- _Set task_:
Write out each of the following records again, line for line, without changing a word.

(Location identification entries)
================================

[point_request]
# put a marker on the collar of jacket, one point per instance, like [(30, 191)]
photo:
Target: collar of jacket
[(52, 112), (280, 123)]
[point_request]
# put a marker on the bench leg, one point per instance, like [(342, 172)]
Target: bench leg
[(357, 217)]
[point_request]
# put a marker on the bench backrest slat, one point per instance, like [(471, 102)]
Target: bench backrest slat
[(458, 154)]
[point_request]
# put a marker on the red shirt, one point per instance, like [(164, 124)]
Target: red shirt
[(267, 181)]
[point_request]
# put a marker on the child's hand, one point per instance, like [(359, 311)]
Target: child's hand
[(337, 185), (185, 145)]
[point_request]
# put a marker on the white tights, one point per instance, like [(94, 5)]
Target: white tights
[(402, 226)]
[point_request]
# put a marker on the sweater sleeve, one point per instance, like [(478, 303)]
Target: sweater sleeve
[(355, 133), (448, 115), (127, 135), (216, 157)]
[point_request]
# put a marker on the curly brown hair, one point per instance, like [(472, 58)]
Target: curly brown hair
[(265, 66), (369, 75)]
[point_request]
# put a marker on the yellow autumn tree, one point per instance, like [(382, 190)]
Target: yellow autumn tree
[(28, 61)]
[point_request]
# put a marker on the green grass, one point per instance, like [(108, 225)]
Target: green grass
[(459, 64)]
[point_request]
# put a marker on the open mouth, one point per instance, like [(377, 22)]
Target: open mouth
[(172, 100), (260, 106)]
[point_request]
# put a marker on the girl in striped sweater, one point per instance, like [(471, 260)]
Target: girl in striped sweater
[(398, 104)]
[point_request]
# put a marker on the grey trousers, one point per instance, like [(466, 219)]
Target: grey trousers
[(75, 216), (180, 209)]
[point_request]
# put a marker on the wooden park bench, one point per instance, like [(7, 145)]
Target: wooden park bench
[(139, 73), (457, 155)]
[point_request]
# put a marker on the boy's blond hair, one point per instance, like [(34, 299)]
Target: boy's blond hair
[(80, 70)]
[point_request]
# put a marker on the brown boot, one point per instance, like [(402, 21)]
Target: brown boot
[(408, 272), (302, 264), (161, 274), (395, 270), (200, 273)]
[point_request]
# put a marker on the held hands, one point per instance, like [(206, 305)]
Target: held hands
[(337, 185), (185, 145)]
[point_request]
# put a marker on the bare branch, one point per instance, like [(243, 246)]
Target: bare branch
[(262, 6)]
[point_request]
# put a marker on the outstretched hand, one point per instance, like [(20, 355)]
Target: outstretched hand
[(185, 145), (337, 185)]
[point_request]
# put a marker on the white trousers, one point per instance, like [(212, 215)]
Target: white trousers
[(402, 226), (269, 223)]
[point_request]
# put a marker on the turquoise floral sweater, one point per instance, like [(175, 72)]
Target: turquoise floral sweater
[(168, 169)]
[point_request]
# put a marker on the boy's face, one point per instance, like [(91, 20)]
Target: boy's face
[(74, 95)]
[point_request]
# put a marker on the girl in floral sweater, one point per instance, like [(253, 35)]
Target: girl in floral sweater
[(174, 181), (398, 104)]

================================

- _Answer to the task_:
[point_request]
# put a marker on the collar of jacket, one point per instance, like [(30, 191)]
photo:
Target: collar of jacket
[(52, 112), (280, 123)]
[point_request]
# put a marker on the bench leg, one point per instance, like [(342, 172)]
Target: bench leg
[(357, 217)]
[point_request]
# put a marker on the bench backrest slat, one point per instance, like [(471, 102)]
Target: bench backrest slat
[(458, 154)]
[point_request]
# put a marker on the red shirt, one point per instance, like [(164, 124)]
Target: red shirt
[(267, 181)]
[point_request]
# put a marker on the child's hand, one point per instance, like [(359, 311)]
Target: child's hand
[(337, 185), (185, 145)]
[point_request]
# put a marker on the white tights, one point per instance, like [(94, 5)]
Target: white tights
[(402, 226)]
[point_request]
# put a marker on the sweater sleeve, one point per instance, like [(478, 303)]
Target: sweater sleeve
[(355, 133), (448, 115), (127, 135), (216, 157)]
[point_request]
# put a marker on the curly brown hair, one point per instance, like [(472, 58)]
Target: curly brown hair
[(265, 66), (369, 75)]
[point_request]
# put a marker on the yellow autumn tree, one point per instance, like [(382, 190)]
Target: yellow autumn tree
[(28, 61)]
[point_request]
# put a marker on the green grass, one point per instance, like [(108, 225)]
Target: green grass
[(459, 64)]
[point_request]
# put a marker on the open mouth, one point per instance, like [(377, 22)]
Target: open mouth
[(172, 100), (260, 106)]
[point_request]
# put a marker on the girl in striped sweater, one point per instance, like [(471, 260)]
Target: girl in striped sweater
[(398, 104)]
[point_request]
# put a marker on the grey trousers, one point per instance, like [(466, 219)]
Target: grey trousers
[(75, 216), (180, 209)]
[point_request]
# put a marker on the wooden park bench, one point per instance, like [(7, 145)]
Target: wooden park bench
[(139, 73), (457, 155)]
[point_request]
# put a marker on the boy's blond hair, one point per instance, like [(34, 299)]
Target: boy's blond hair
[(80, 70)]
[point_request]
# put a marker on the brown boot, one point per instance, like [(402, 21)]
Target: brown boot
[(408, 272), (302, 264), (161, 274), (395, 270), (200, 273)]
[point_request]
# put a marker on the held hands, one point per instance, like [(206, 305)]
Target: held hands
[(337, 185), (185, 145)]
[point_request]
# put a marker on the bare branch, one point per instance, like [(243, 246)]
Target: bare branch
[(262, 6)]
[point_request]
# put a marker on the outstretched hand, one point per instance, like [(20, 355)]
Target: outstretched hand
[(185, 145), (337, 185)]
[point_request]
# put a marker on the white trousers, one point per instance, like [(212, 215)]
Target: white trousers
[(402, 226), (269, 223)]
[point_request]
# put a marker on the turquoise floral sweater, one point per instance, like [(175, 72)]
Target: turquoise floral sweater
[(168, 169)]
[point_request]
# put a marker on the boy's face, one point per instance, like [(91, 20)]
Target: boy's face
[(74, 95)]
[point_request]
# put a marker on the girl in floral sweater, one point per instance, like [(253, 35)]
Target: girl in floral sweater
[(174, 181), (398, 104)]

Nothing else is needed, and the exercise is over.